_What you should do_:
Output an exact reproduction of the data.

══ Entries provided

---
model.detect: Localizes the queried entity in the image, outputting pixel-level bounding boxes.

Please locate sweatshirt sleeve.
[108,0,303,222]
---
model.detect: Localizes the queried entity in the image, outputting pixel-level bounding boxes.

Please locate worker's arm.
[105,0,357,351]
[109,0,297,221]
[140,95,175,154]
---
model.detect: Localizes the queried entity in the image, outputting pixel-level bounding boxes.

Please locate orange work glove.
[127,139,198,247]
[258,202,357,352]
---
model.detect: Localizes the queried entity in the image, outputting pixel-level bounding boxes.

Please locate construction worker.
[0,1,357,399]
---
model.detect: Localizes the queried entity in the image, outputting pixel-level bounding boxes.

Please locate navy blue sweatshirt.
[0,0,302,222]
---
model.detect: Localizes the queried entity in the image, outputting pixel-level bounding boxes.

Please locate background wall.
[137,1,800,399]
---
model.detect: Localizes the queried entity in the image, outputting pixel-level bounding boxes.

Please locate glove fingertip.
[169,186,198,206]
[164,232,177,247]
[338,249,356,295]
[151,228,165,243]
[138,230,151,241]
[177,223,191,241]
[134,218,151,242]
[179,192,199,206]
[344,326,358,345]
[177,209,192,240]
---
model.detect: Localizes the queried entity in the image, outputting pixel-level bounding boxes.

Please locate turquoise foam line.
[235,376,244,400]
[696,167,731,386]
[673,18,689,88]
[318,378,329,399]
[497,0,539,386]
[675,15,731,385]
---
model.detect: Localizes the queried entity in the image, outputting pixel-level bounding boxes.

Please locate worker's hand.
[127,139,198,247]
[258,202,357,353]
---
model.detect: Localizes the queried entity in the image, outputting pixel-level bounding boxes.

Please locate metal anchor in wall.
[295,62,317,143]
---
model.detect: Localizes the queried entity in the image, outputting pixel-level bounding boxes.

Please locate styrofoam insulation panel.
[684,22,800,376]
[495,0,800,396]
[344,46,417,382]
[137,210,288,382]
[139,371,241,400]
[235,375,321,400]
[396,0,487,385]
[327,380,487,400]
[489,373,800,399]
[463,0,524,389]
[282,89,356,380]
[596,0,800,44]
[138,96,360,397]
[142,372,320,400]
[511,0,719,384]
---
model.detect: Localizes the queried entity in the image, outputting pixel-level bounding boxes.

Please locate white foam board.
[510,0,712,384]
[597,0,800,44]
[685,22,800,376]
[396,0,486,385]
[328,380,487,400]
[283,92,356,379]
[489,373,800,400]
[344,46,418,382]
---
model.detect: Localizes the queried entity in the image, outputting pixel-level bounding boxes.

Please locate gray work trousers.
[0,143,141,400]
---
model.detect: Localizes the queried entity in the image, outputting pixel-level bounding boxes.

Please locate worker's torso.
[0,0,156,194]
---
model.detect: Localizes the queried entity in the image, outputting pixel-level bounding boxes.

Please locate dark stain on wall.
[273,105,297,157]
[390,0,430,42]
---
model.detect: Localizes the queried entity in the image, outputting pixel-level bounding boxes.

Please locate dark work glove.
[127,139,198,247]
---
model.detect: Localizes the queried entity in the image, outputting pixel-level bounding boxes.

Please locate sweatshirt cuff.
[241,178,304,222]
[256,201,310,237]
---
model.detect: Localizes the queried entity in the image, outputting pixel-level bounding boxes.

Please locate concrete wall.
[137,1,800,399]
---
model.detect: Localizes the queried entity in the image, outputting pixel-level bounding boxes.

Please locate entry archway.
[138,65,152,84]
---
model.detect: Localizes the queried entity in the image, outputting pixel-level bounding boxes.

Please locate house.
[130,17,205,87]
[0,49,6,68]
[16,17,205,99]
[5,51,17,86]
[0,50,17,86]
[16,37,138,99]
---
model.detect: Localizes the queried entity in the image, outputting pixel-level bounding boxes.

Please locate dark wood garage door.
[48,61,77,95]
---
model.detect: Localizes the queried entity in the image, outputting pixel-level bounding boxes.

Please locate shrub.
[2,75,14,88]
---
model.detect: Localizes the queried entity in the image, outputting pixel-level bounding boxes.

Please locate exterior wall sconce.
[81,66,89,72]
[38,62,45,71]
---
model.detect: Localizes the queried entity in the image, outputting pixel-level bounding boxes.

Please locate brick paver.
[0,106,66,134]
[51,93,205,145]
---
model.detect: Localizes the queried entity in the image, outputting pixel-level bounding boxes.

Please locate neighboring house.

════

_Task answer_:
---
model.detect: Localizes the queried entity in the image, outputting pixel-level bounding boxes.

Please locate sweatshirt sleeve.
[108,0,303,222]
---
model.detect: Localizes the queried entity in the image, outputting pixel-level bounding boxes.

Please locate worker's arm.
[105,0,357,351]
[109,0,297,221]
[140,95,175,154]
---
model.detect: Localizes the queried entity in the image, outputting pixel-level bounding boxes.

Please locate orange work glove.
[127,139,198,247]
[258,202,357,352]
---
model.detect: Localizes the queried entity in the image, outputting pixel-level bounding boxes.

Please locate construction worker.
[0,1,357,399]
---
model.detect: Localizes the queried entity in the image, outputting pixel-level bounding boxes.

Please locate navy blue sweatshirt.
[0,0,302,222]
---
model.detect: Localizes the queried entity in the image, outputting pixel-level bounding boxes.

Please locate background wall.
[137,1,800,399]
---
model.detect: Localizes the queried entity in the image, outputting pixel-level bounding boxes.

Please locate glove fingertip.
[169,186,198,206]
[164,232,177,247]
[338,249,356,295]
[151,228,165,243]
[138,230,151,241]
[177,223,191,241]
[134,218,151,242]
[179,192,199,206]
[344,326,358,345]
[177,209,192,240]
---
model.detect: Localizes the queried entity in the image, outputting pixel-level bounding boxes.

Please locate turquoise foam line.
[235,376,244,400]
[696,167,731,386]
[673,18,689,88]
[318,378,329,399]
[497,0,539,386]
[675,15,731,385]
---
model.detect: Localizes the queried entity in the image, outputting pixel-level bounding boxes.

Please locate worker's hand.
[127,139,198,247]
[258,202,357,353]
---
model.detect: Localizes the queried entity in the image, outputting pixel-level bounding boxes.

Please locate metal anchor in wall.
[295,62,317,143]
---
model.detect: Localizes the queried entity in the image, outputting pixel-level bounding boxes.

Please locate styrofoam insulation panel.
[684,22,800,376]
[495,0,800,396]
[344,46,417,382]
[137,210,288,382]
[139,371,241,400]
[235,375,321,400]
[396,0,487,385]
[327,380,487,400]
[489,373,800,399]
[463,0,524,389]
[282,89,356,380]
[596,0,800,44]
[138,96,360,397]
[142,372,320,400]
[511,0,719,384]
---
model.detect: Localizes the queried entity in the image, outputting pixel-level bounding boxes.

Please locate white foam board.
[510,0,712,384]
[597,0,800,44]
[685,22,800,376]
[396,0,486,385]
[328,380,487,400]
[283,92,356,379]
[489,373,800,400]
[344,46,418,382]
---
model.detect: Localizes the queried entity in the image, outputting pixel-level bounding boxes.

Please locate gray work trousers.
[0,143,141,400]
---
model.detect: Localizes the queried entity in the image, outputting pixel-level bounding boxes.

Please locate worker's torso.
[0,0,156,194]
---
model.detect: Localizes the queried entity in the image, outputting pixel-level bounding boxes.

Please locate dark stain on wall.
[273,105,297,157]
[390,0,430,42]
---
model.detect: Localizes the queried entity in the image, outputting pixel-level bounding boxes.

Please locate dark work glove.
[127,139,198,247]
---
model.detect: Localizes the queried entity in the image, outputting pixel-level bounding boxes.

Please locate sweatshirt cuff.
[241,178,304,222]
[256,201,310,237]
---
model.detect: Localizes the queried entity in the image, outputting pixel-level bounding boxes.

Please locate concrete wall.
[137,1,800,399]
---
model.detect: Localizes the queried entity in the image, outputting pixel-level bounding boxes.

Please locate entry archway.
[138,65,152,84]
---
model.detect: Localizes the queried entity in the image, outputting pixel-level bounding boxes.

Please locate house.
[130,17,205,87]
[0,49,6,68]
[16,17,205,99]
[5,51,17,86]
[0,50,17,86]
[16,37,138,99]
---
model.detect: Localizes the queried entity in the image, outputting pixel-level bounding boxes.

Please locate dark wood garage door.
[48,61,77,95]
---
model.detect: Localizes the queried entity in the image, outputting pixel-level bounding boxes.

Please locate shrub.
[2,75,14,88]
---
model.detect: Localizes the queried entity in the image, outputting pixel-level bounding boxes.

Please locate exterior wall sconce.
[81,66,89,72]
[38,62,45,71]
---
model.detect: Localizes the queried entity in the image, outputting pixel-level bounding boxes.

Please locate brick paver.
[0,106,66,134]
[51,93,205,145]
---
model.detect: Localizes the queried entity in the image, outputting pixel-level bounding boxes.

Please locate neighboring house.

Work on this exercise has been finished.